(Beginning of Provided material)

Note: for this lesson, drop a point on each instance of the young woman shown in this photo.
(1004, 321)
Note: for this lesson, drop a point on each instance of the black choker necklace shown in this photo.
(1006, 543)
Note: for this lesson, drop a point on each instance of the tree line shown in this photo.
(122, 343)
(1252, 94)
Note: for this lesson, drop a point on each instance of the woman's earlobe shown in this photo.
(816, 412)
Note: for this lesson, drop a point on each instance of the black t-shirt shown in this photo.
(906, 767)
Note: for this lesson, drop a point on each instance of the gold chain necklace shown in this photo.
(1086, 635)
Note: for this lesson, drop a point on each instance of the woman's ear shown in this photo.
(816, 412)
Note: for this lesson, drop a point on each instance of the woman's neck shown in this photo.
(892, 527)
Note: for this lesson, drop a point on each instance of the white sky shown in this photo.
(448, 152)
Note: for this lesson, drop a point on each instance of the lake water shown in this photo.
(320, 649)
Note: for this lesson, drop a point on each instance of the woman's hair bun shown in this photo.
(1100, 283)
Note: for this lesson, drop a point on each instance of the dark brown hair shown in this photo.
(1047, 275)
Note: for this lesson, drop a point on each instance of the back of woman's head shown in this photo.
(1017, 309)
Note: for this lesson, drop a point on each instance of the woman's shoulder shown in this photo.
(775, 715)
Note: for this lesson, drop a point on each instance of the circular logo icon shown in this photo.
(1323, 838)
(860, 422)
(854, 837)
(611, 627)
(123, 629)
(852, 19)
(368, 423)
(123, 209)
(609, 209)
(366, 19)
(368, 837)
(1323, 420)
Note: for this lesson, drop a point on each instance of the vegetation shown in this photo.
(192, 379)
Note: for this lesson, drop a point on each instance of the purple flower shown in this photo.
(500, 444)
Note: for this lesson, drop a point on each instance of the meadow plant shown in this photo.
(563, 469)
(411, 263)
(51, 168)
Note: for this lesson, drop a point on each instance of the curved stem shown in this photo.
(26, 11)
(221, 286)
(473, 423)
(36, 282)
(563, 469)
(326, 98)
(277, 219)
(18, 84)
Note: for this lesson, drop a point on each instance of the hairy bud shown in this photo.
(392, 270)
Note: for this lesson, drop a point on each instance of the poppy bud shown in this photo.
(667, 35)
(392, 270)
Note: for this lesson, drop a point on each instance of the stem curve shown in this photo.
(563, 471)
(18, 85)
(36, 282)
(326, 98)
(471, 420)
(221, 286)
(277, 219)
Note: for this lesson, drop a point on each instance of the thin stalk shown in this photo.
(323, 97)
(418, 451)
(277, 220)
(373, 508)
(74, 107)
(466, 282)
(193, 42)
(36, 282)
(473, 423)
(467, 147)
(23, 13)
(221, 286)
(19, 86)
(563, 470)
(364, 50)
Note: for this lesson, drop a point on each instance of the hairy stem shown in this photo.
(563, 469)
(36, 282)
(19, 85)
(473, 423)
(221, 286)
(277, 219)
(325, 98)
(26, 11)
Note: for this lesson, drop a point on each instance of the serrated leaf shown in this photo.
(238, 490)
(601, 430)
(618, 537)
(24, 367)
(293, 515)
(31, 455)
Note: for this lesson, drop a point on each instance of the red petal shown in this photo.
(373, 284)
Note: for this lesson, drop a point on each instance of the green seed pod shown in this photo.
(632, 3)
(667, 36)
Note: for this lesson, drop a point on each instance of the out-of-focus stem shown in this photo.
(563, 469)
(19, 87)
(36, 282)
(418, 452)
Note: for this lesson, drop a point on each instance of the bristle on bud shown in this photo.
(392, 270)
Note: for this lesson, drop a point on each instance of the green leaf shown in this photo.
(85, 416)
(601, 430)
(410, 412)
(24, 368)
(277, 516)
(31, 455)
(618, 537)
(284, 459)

(End of Provided material)

Problem requirements: Write the entries again, exactly as they stand.

Answer space:
Note: for this lesson, drop a point on each instance of the young woman shown in this photo.
(1004, 321)
Note: for this lesson, drop a point on each instance of the black choker necklace shown in this photo.
(1006, 543)
Note: for this lesson, drop a point on each instance of the tree line shown in this photo.
(122, 343)
(1252, 94)
Note: for this lesson, drop a point on each instance of the woman's earlobe shown in this photo.
(816, 412)
Note: for this lesson, drop a point on each instance of the black t-shirt shown in this photo.
(906, 767)
Note: for this lesson, drop a point on each instance of the gold chain necklace shown in this photo.
(1086, 635)
Note: for this lesson, drop a point on each instance of the woman's ear shown in this photo.
(816, 412)
Note: for this lesson, drop a point on each instance of the woman's neck shown in this photo.
(892, 527)
Note: for this lesson, drop a point on each instance of the white sky shown in this photo.
(448, 152)
Note: for this lesson, drop a point on each instance of the lake water shown in this photo.
(320, 649)
Note: for this lesson, drop a point on each instance of the woman's hair bun shown in this photo.
(1100, 283)
Note: for this lesson, drop a point on each instance of the dark brown hair shown in this photo.
(1047, 275)
Note: for this lesson, drop a point on each instance of the back of woman's head shown in this photo.
(1017, 309)
Note: for this lesson, drop a point on each instance of the woman's shoulder shown in this photo.
(775, 715)
Note: for this lesson, drop a point on each instance of the circular logo icon shown in this photo.
(1323, 838)
(860, 422)
(854, 837)
(611, 627)
(123, 629)
(852, 19)
(368, 423)
(123, 209)
(609, 209)
(366, 19)
(368, 837)
(1323, 420)
Note: for this lesson, drop a point on each instance of the vegetation shown in this photo.
(192, 379)
Note: for this lesson, drop a point on each instance of the purple flower shown in this photo.
(500, 444)
Note: for this lesson, drop a point on each instance of the meadow plant shown in this photo.
(563, 469)
(411, 263)
(51, 168)
Note: for this lesson, drop a point on each instance of the curved stem shown in this photo.
(26, 11)
(221, 286)
(473, 423)
(36, 282)
(563, 469)
(326, 98)
(277, 219)
(18, 84)
Note: for this lesson, drop a point on each instance of the hairy bud shown in this photo.
(392, 270)
Note: for this lesson, drop a point on each instance of the poppy bud shown in this photo.
(667, 35)
(392, 270)
Note: for this lesson, drop a point on each instance of the stem curve shown in this photo.
(563, 471)
(18, 85)
(36, 282)
(326, 98)
(471, 420)
(221, 286)
(277, 219)
Note: for this lesson, drop a point on each instance of the thin stalk shown in this photo.
(323, 97)
(418, 451)
(277, 220)
(373, 508)
(74, 107)
(466, 282)
(193, 42)
(36, 282)
(473, 423)
(467, 147)
(23, 13)
(221, 286)
(19, 86)
(563, 470)
(364, 50)
Note: for this lesson, drop a point on each instance of the hairy stem shown in this photo.
(563, 469)
(36, 282)
(19, 85)
(473, 423)
(221, 286)
(277, 219)
(325, 98)
(26, 11)
Note: for this lesson, drop a point on each instance of the serrated leaf shown in this photo.
(238, 490)
(601, 430)
(618, 537)
(24, 367)
(293, 515)
(31, 455)
Note: for this lesson, drop a point on each instance of the red petal shown in this photo.
(373, 284)
Note: for this lesson, drop a point on each instance of the green seed pod shown in this photo.
(632, 3)
(667, 36)
Note: for this lesson, drop a point on each instance of the out-of-focus stem shown in this photo.
(563, 469)
(19, 87)
(36, 282)
(418, 452)
Note: for this lesson, drop a point on each instance of the bristle on bud shown in this photo.
(392, 270)
Note: for this lesson, drop a point on each instance of the green leaf shown in this photo.
(85, 416)
(601, 430)
(410, 412)
(24, 368)
(277, 516)
(31, 455)
(618, 537)
(284, 459)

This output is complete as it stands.